### TEXT TO READ:
▼▼▼

Robert, wake up, there are no more 70M shares, Loch is gone thanks to you and MP. I have lost nothing, the final word is yet to come, and I WILL win.
1. I have never sent any e-mail to Icon before you answered my e-mail to MP.
2. I always held one e-mail account with AOL and one e-mail account with hotmail.
The answer to my e-mail to MP was accompanied by the original post, and was the only answer I got to that e-mail.
Do you want me to post the e-mail you sent me stating your opinion about the then current issues with Loch and your intentions in the matter? Just say so.
Do you want me to post your intentions and "plan of action" in the move to take over the control of Loch Harris? Just say so.
There are still a few things that you stated to me (well documented) that cast a dark shadow upon you regarding your involvement in all issues relating to Loch Harris and the shareholders? Do you want me to post them? Just say so.
You either said the truth in your post on the RB boards or in the affidavit. They enter in direct collision. Which one is the true one?
Think a little and let me know how much of the truth about you you want exposed.

▲▲▲

[Records of labeled boxes]
▼▼▼

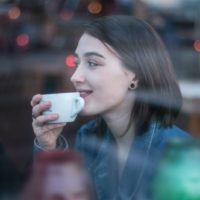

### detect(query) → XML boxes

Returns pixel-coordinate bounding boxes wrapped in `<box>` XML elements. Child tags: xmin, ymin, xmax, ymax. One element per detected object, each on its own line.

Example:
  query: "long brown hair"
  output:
<box><xmin>85</xmin><ymin>15</ymin><xmax>182</xmax><ymax>134</ymax></box>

▲▲▲

### WORK INSTRUCTIONS:
**a)** In the post about Loch Harris, restate the paragraph beginning "Robert, wake up" as a short bulleted list that keeps its main facts.
**b)** Extend the post about Loch Harris, picking up right after its last sentence.
This material has no connection to the post about Loch Harris.

### ANSWERS TO THE EXERCISE:
**a)**
- The 70M shares no longer exist.
- Loch is gone because of Robert and MP.
- The writer has lost nothing.
- The final word has not yet come, and the writer will win.

**b)**
Robert, I never sent you any e-mail or had any communication with you until after you answered the e-mail I sent to MP. I never knew you were involved in any movement to go against Loch and attempt to take over the company until "after" the e-mail I sent MP and you answered. How come you answer specifically the question I ask MP about forcing a shareholders meeting? If you are so sure I fabricated the e-mail (a serious accusation from you) then you have the means to prove me wrong before a court of law. Do it and let's end this once and for all.
You have been a critical part in my decision to stop supporting the BOD of Loch Harris and join your movement to perform the change in the management you promised in your agenda. And you certainly had no problem recruiting me for your purpose. Your attempt to bail yourself out of the mess you created is useless, and, honestly, pathetic.
You seem to have been and still are an important instrument in all the schemes thought out by both the Boys and MP. You evidently didn't tell the truth when you claimed that you and Mari were selected to represent shareholders during your CC conversations with Andy, while stating in your own affidavit that you and Mari were selected in November of 2001. But I don't want to go to issues that happened late in 2001 before clarifying your involvement in some very troublesome manipulation much earlier that year.
PS. If you look closely to the two headers you mention in your post, you will see that my e-mail to MP was sent on May 04, 2001, and your answer to it came on 5/9/01.
Robert, I did.
Robert, you will have to answer for what you say when the time comes, and will have to face the incontrovertible evidence. You are trying to accuse me of making this up, but again, the evidence will speak for itself. If you want to go that way, it is your choice.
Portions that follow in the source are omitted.